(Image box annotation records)
■ ■ ■ ■ ■
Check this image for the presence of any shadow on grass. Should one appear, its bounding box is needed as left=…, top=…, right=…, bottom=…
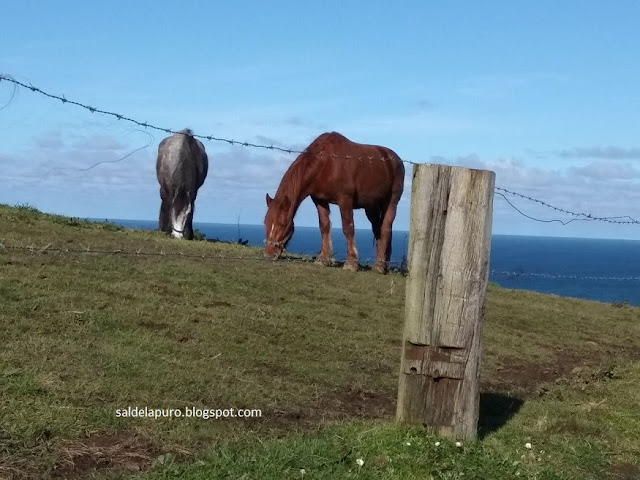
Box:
left=478, top=392, right=524, bottom=439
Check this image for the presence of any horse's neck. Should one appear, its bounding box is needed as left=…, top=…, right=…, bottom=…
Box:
left=283, top=157, right=313, bottom=219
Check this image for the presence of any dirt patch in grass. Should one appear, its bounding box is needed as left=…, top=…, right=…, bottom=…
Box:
left=314, top=387, right=397, bottom=420
left=52, top=433, right=160, bottom=479
left=264, top=386, right=397, bottom=430
left=482, top=350, right=585, bottom=397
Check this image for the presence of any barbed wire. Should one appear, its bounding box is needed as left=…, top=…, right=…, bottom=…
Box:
left=489, top=270, right=640, bottom=282
left=0, top=242, right=640, bottom=282
left=5, top=74, right=640, bottom=225
left=0, top=240, right=404, bottom=268
left=494, top=187, right=640, bottom=225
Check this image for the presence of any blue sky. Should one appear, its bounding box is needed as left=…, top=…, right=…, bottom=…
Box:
left=0, top=0, right=640, bottom=239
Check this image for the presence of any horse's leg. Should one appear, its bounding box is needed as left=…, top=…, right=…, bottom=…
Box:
left=311, top=197, right=333, bottom=265
left=364, top=208, right=384, bottom=270
left=158, top=189, right=171, bottom=233
left=184, top=206, right=193, bottom=240
left=339, top=199, right=358, bottom=272
left=373, top=201, right=398, bottom=273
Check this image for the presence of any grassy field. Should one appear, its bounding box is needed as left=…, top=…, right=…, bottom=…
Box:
left=0, top=206, right=640, bottom=480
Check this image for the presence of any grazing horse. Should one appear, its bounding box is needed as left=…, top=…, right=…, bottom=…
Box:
left=156, top=129, right=209, bottom=240
left=264, top=132, right=404, bottom=273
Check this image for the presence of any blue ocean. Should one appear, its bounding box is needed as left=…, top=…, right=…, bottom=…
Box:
left=99, top=219, right=640, bottom=306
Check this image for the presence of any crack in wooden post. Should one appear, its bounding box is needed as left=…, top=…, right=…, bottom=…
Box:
left=397, top=165, right=495, bottom=438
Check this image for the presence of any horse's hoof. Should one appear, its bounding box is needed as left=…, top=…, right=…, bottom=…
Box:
left=371, top=262, right=387, bottom=275
left=342, top=262, right=358, bottom=272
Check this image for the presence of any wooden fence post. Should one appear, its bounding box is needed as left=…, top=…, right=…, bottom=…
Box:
left=397, top=165, right=495, bottom=439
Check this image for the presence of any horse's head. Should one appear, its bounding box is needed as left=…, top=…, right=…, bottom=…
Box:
left=171, top=190, right=195, bottom=238
left=264, top=194, right=294, bottom=258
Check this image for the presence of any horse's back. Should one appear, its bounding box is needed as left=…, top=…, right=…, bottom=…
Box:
left=307, top=132, right=405, bottom=206
left=156, top=129, right=209, bottom=188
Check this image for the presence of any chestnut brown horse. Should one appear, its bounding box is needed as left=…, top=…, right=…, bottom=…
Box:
left=264, top=132, right=404, bottom=273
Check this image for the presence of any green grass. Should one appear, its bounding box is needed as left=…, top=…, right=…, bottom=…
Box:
left=0, top=206, right=640, bottom=480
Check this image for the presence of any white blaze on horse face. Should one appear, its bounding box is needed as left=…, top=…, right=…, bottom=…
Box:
left=171, top=204, right=191, bottom=238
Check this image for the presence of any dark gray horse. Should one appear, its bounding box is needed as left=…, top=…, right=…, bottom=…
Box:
left=156, top=129, right=209, bottom=240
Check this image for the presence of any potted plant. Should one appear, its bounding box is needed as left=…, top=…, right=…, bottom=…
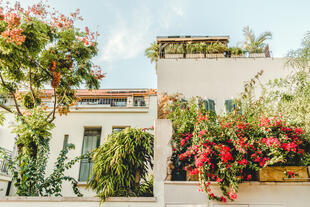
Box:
left=165, top=44, right=184, bottom=59
left=179, top=112, right=310, bottom=201
left=249, top=48, right=266, bottom=58
left=229, top=47, right=244, bottom=58
left=186, top=42, right=206, bottom=58
left=206, top=42, right=228, bottom=58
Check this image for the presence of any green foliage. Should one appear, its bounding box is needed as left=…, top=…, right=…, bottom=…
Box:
left=206, top=42, right=228, bottom=54
left=229, top=47, right=243, bottom=55
left=0, top=134, right=89, bottom=196
left=164, top=44, right=185, bottom=54
left=88, top=128, right=154, bottom=201
left=186, top=42, right=207, bottom=54
left=0, top=2, right=103, bottom=196
left=243, top=26, right=272, bottom=53
left=145, top=42, right=159, bottom=63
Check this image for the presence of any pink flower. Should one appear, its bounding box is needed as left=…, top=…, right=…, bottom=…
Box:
left=238, top=159, right=248, bottom=165
left=181, top=139, right=186, bottom=147
left=216, top=178, right=223, bottom=183
left=228, top=192, right=237, bottom=200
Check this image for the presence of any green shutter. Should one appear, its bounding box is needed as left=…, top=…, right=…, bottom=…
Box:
left=225, top=99, right=242, bottom=113
left=79, top=129, right=101, bottom=181
left=62, top=134, right=69, bottom=149
left=208, top=99, right=215, bottom=112
left=203, top=99, right=209, bottom=111
left=225, top=99, right=233, bottom=113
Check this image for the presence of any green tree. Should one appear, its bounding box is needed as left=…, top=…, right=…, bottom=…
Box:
left=0, top=3, right=103, bottom=196
left=243, top=26, right=272, bottom=53
left=144, top=42, right=160, bottom=68
left=88, top=128, right=154, bottom=201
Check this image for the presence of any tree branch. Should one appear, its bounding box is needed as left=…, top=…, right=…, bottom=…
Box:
left=29, top=67, right=37, bottom=104
left=0, top=73, right=23, bottom=116
left=0, top=104, right=13, bottom=113
left=47, top=88, right=57, bottom=123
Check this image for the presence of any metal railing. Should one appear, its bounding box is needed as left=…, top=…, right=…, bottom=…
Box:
left=0, top=147, right=13, bottom=175
left=78, top=98, right=127, bottom=107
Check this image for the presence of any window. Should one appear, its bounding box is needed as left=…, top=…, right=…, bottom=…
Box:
left=203, top=99, right=215, bottom=112
left=112, top=126, right=127, bottom=132
left=79, top=128, right=101, bottom=181
left=225, top=99, right=242, bottom=114
left=79, top=98, right=127, bottom=107
left=62, top=134, right=69, bottom=149
left=133, top=96, right=145, bottom=106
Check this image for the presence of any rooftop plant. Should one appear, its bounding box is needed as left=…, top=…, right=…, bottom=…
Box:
left=145, top=42, right=160, bottom=63
left=164, top=43, right=184, bottom=54
left=168, top=34, right=310, bottom=202
left=243, top=26, right=272, bottom=53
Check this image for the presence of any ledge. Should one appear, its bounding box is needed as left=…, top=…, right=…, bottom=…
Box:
left=0, top=173, right=12, bottom=181
left=78, top=181, right=87, bottom=187
left=0, top=196, right=156, bottom=203
left=164, top=181, right=310, bottom=186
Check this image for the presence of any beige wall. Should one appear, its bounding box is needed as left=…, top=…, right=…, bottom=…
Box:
left=0, top=96, right=157, bottom=196
left=157, top=58, right=289, bottom=112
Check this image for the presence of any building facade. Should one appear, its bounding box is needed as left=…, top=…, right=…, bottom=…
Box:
left=156, top=36, right=290, bottom=112
left=0, top=89, right=157, bottom=196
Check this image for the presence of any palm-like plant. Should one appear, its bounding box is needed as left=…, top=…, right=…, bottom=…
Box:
left=145, top=42, right=159, bottom=63
left=243, top=26, right=272, bottom=53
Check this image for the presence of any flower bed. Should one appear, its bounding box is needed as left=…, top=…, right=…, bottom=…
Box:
left=169, top=98, right=310, bottom=202
left=179, top=114, right=309, bottom=202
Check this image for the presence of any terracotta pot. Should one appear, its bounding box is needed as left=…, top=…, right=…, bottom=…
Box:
left=186, top=171, right=199, bottom=181
left=259, top=166, right=309, bottom=182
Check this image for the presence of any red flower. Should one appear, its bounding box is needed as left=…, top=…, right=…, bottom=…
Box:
left=181, top=139, right=186, bottom=147
left=238, top=159, right=248, bottom=165
left=228, top=192, right=237, bottom=200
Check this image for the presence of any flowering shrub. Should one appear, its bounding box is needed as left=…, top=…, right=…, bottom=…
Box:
left=179, top=112, right=310, bottom=202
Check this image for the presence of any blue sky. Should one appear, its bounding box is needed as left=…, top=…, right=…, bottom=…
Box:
left=21, top=0, right=310, bottom=88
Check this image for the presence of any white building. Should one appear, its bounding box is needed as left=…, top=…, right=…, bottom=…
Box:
left=154, top=36, right=310, bottom=207
left=156, top=36, right=289, bottom=112
left=0, top=89, right=157, bottom=196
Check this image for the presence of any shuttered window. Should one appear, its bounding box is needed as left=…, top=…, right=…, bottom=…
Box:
left=225, top=99, right=242, bottom=114
left=203, top=99, right=215, bottom=112
left=62, top=134, right=69, bottom=149
left=79, top=128, right=101, bottom=181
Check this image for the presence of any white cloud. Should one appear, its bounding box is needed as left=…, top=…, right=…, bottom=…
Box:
left=101, top=0, right=184, bottom=61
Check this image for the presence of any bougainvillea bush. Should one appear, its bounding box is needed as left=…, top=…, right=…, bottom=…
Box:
left=0, top=0, right=104, bottom=196
left=168, top=94, right=310, bottom=202
left=180, top=113, right=310, bottom=202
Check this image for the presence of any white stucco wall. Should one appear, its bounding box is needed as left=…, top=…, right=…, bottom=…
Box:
left=157, top=58, right=290, bottom=111
left=0, top=95, right=157, bottom=196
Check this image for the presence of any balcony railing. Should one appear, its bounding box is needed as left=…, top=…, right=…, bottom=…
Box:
left=160, top=52, right=271, bottom=59
left=0, top=147, right=12, bottom=175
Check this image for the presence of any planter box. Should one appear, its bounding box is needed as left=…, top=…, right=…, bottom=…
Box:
left=259, top=166, right=309, bottom=182
left=186, top=171, right=199, bottom=181
left=165, top=54, right=183, bottom=59
left=231, top=54, right=245, bottom=58
left=206, top=53, right=225, bottom=58
left=186, top=54, right=205, bottom=58
left=249, top=53, right=266, bottom=58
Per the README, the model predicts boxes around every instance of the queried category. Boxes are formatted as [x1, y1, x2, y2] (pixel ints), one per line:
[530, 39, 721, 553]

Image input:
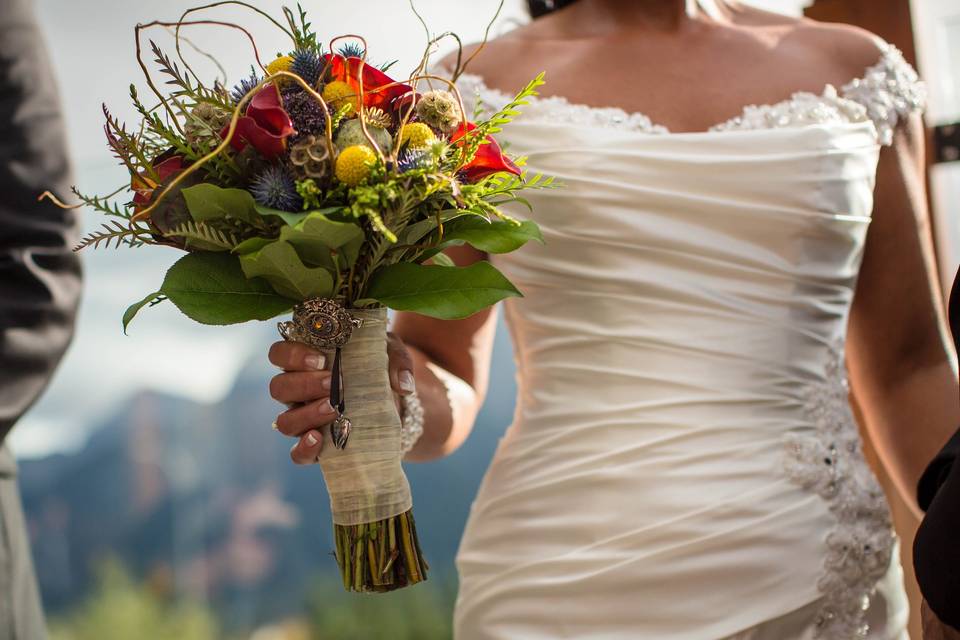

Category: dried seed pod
[290, 135, 332, 180]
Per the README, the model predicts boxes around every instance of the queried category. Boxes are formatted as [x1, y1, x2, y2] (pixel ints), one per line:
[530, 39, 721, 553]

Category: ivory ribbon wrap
[320, 308, 413, 525]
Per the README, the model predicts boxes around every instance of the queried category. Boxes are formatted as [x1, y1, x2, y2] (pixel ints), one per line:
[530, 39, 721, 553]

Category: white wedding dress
[444, 45, 923, 640]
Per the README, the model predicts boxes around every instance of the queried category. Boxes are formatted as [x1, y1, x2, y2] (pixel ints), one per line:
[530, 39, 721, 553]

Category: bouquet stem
[333, 509, 429, 591]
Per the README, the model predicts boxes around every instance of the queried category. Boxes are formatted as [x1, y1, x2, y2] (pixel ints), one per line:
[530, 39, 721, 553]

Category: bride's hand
[268, 333, 414, 464]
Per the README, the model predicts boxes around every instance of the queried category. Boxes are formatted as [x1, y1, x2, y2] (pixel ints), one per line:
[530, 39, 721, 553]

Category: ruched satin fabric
[455, 121, 904, 640]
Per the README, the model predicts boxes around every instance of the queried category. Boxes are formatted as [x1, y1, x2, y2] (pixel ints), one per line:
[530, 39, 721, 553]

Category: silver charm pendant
[330, 414, 352, 449]
[277, 298, 363, 349]
[277, 298, 363, 449]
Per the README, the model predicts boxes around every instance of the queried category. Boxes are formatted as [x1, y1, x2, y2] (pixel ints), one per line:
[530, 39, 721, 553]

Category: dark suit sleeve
[0, 0, 80, 448]
[913, 272, 960, 630]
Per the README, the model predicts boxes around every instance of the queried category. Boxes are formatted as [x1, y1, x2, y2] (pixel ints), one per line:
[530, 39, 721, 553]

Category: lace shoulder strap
[840, 40, 927, 145]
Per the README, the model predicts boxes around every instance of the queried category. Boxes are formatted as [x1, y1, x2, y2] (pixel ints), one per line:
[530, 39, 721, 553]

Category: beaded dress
[455, 43, 924, 640]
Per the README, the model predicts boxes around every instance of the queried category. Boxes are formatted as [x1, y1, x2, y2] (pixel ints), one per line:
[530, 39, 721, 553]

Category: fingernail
[399, 370, 417, 393]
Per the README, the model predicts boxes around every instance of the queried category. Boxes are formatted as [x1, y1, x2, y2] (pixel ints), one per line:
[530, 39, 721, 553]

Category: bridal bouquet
[56, 1, 553, 591]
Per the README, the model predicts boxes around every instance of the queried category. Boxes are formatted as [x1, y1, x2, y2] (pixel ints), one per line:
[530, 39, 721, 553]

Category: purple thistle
[290, 49, 323, 87]
[337, 42, 366, 58]
[250, 164, 301, 211]
[281, 86, 327, 141]
[230, 67, 263, 103]
[397, 149, 431, 173]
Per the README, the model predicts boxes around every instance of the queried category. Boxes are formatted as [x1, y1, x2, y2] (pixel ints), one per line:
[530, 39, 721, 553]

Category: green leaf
[233, 238, 276, 256]
[443, 216, 543, 253]
[280, 211, 363, 269]
[365, 261, 521, 320]
[123, 291, 163, 335]
[432, 253, 457, 267]
[160, 252, 295, 324]
[181, 182, 257, 223]
[240, 240, 333, 300]
[254, 204, 307, 226]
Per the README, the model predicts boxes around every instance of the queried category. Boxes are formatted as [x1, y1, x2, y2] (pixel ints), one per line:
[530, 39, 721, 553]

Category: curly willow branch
[453, 0, 505, 82]
[180, 0, 294, 40]
[167, 27, 227, 85]
[320, 33, 390, 162]
[377, 73, 467, 168]
[130, 71, 333, 222]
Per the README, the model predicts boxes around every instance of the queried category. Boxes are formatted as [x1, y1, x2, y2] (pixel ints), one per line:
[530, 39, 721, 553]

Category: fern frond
[473, 71, 546, 139]
[70, 185, 133, 220]
[73, 220, 156, 251]
[163, 222, 240, 251]
[102, 104, 156, 179]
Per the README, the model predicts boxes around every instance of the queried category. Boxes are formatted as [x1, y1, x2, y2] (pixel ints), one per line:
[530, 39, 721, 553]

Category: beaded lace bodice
[457, 43, 926, 145]
[456, 40, 925, 640]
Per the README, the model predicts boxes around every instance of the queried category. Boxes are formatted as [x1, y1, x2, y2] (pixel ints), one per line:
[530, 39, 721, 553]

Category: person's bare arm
[847, 106, 960, 509]
[269, 246, 496, 464]
[393, 246, 497, 461]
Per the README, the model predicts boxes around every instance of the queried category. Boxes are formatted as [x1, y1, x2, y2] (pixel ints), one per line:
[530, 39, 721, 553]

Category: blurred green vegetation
[50, 559, 456, 640]
[50, 559, 219, 640]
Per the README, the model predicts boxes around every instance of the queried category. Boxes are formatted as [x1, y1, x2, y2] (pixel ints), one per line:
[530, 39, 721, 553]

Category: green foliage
[283, 3, 321, 52]
[123, 291, 167, 335]
[432, 216, 543, 253]
[124, 252, 296, 326]
[164, 222, 239, 251]
[182, 183, 260, 224]
[366, 261, 521, 320]
[296, 178, 323, 209]
[150, 40, 231, 109]
[280, 211, 364, 269]
[50, 560, 220, 640]
[240, 240, 334, 300]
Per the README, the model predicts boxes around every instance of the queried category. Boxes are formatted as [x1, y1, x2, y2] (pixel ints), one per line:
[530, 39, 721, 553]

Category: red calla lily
[450, 122, 521, 182]
[322, 53, 413, 111]
[220, 84, 296, 159]
[130, 153, 183, 211]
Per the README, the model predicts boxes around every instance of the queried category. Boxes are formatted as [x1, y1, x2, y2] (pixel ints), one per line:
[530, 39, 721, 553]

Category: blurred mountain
[20, 322, 515, 628]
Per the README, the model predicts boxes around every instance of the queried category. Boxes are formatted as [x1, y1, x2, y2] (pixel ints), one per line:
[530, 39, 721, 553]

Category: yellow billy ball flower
[335, 144, 377, 187]
[321, 80, 359, 115]
[400, 122, 437, 149]
[267, 56, 294, 87]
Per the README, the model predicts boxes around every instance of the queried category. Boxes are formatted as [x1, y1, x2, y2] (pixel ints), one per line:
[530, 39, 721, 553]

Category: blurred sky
[10, 0, 805, 457]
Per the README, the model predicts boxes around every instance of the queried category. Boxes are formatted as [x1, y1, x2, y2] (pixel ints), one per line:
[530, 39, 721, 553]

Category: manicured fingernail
[399, 370, 417, 393]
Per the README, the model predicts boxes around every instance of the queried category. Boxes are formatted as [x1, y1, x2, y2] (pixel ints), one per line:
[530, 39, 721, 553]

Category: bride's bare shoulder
[432, 7, 896, 87]
[736, 7, 885, 82]
[439, 21, 542, 78]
■ ■ ■ ■ ■
GIVEN PROBLEM
Gather each line in the records above that contains the word "wooden", and copy those lines out in full.

FULL ANSWER
Check this image for the presence of any crack in wooden post. Should one appear, its bounding box is needed as left=…, top=…, right=…, bottom=…
Check this image for the presence of any wooden fence post. Should one appear, its bounding box is needed as left=…, top=…, right=…, bottom=…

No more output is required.